An exact copy of every record is the expected answer.

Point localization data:
== Segment start ==

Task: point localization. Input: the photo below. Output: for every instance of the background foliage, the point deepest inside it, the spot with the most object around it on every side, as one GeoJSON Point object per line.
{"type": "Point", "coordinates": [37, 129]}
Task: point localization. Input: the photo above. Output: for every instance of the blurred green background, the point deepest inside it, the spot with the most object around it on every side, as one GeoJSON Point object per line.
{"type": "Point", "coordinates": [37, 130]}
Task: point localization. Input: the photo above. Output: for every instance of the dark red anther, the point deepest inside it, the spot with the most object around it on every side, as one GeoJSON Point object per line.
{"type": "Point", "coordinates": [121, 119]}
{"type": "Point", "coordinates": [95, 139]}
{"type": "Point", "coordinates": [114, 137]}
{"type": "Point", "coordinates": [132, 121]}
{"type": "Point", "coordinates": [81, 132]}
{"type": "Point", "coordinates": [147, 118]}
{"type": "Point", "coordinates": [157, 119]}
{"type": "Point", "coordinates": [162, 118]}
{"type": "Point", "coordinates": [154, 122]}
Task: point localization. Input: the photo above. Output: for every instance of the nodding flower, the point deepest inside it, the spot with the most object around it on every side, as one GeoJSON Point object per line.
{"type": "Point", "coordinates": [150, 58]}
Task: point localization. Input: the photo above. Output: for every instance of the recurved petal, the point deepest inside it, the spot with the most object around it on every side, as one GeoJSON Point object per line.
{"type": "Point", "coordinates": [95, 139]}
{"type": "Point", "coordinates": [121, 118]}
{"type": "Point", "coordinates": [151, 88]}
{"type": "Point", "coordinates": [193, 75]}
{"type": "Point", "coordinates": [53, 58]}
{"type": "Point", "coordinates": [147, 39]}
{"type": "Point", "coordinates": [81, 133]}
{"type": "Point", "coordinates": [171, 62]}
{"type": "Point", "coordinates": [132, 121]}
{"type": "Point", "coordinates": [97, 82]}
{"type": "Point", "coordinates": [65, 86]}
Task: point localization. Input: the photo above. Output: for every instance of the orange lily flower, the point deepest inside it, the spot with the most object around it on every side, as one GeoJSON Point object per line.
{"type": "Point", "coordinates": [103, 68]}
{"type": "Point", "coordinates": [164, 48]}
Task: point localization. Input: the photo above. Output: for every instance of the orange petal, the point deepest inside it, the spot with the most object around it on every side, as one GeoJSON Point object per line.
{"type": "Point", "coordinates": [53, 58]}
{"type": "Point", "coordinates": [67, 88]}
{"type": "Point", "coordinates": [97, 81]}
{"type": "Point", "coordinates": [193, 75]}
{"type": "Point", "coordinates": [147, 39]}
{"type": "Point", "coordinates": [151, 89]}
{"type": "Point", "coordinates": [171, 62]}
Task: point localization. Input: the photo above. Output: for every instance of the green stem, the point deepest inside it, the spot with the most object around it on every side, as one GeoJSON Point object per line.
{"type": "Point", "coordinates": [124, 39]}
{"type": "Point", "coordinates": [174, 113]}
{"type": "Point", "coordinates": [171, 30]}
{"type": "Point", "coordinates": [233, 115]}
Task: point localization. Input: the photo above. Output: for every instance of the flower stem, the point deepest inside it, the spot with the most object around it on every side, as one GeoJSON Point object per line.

== Segment end ==

■ **Answer area**
Task: point localization. Input: the photo below. Output: for every instance of the background foliage, the point deepest inside it, the spot with the most object around it on every side, as one GeoJSON Point object per line.
{"type": "Point", "coordinates": [37, 129]}
Task: point localization. Input: the photo above. Output: for every instance of the blurred green background, the point deepest inside it, the spot with the most object around it on every side, as one GeoJSON Point object per line.
{"type": "Point", "coordinates": [37, 130]}
Task: point localization. Input: the photo above. Output: for every instance of the dark red anther, the point deepest inside it, the spot with the most object around it on every side, as one GeoJSON Point object per line.
{"type": "Point", "coordinates": [121, 119]}
{"type": "Point", "coordinates": [95, 139]}
{"type": "Point", "coordinates": [114, 137]}
{"type": "Point", "coordinates": [132, 121]}
{"type": "Point", "coordinates": [81, 132]}
{"type": "Point", "coordinates": [147, 118]}
{"type": "Point", "coordinates": [157, 119]}
{"type": "Point", "coordinates": [162, 118]}
{"type": "Point", "coordinates": [154, 122]}
Task: point localization. Input: the photo above. Output: for every instance of the nodding flower, the point deepest inside it, the spot with the most object around it on every side, as one GeoJSON Point object per line.
{"type": "Point", "coordinates": [150, 58]}
Task: point localization. Input: the photo above. Output: for every instance of the recurved petal, the point deepest inside it, the spot with the most object around it on every side, as one GeoJSON Point object per line.
{"type": "Point", "coordinates": [95, 139]}
{"type": "Point", "coordinates": [121, 118]}
{"type": "Point", "coordinates": [151, 88]}
{"type": "Point", "coordinates": [193, 75]}
{"type": "Point", "coordinates": [53, 58]}
{"type": "Point", "coordinates": [147, 39]}
{"type": "Point", "coordinates": [81, 133]}
{"type": "Point", "coordinates": [171, 62]}
{"type": "Point", "coordinates": [132, 121]}
{"type": "Point", "coordinates": [97, 82]}
{"type": "Point", "coordinates": [65, 86]}
Task: point localization. Input: the photo above. Output: for every instance of the orange lily flower, the point deepest inside it, the spot with the most object around it on every side, as one GeoJSON Point object per line.
{"type": "Point", "coordinates": [103, 68]}
{"type": "Point", "coordinates": [164, 48]}
Task: point localization. Input: the photo above. Output: for every instance of the orange petal, the point deepest inside it, the spot with the most object around it on every side, as one GeoJSON Point object per line.
{"type": "Point", "coordinates": [53, 58]}
{"type": "Point", "coordinates": [67, 88]}
{"type": "Point", "coordinates": [97, 81]}
{"type": "Point", "coordinates": [193, 75]}
{"type": "Point", "coordinates": [147, 39]}
{"type": "Point", "coordinates": [151, 89]}
{"type": "Point", "coordinates": [171, 62]}
Task: point localization. Input: the photo above. Output: for every instance of the green stem, the point deepest inside it, the spot with the most object around it on every side, as one GeoJSON Point object per line.
{"type": "Point", "coordinates": [124, 39]}
{"type": "Point", "coordinates": [174, 113]}
{"type": "Point", "coordinates": [171, 30]}
{"type": "Point", "coordinates": [233, 115]}
Task: point localization. Input: the photo above. Output: for every instance of the flower stem, the point deepest inside it, the spot with the most object around it on every side, as one GeoJSON Point object per line.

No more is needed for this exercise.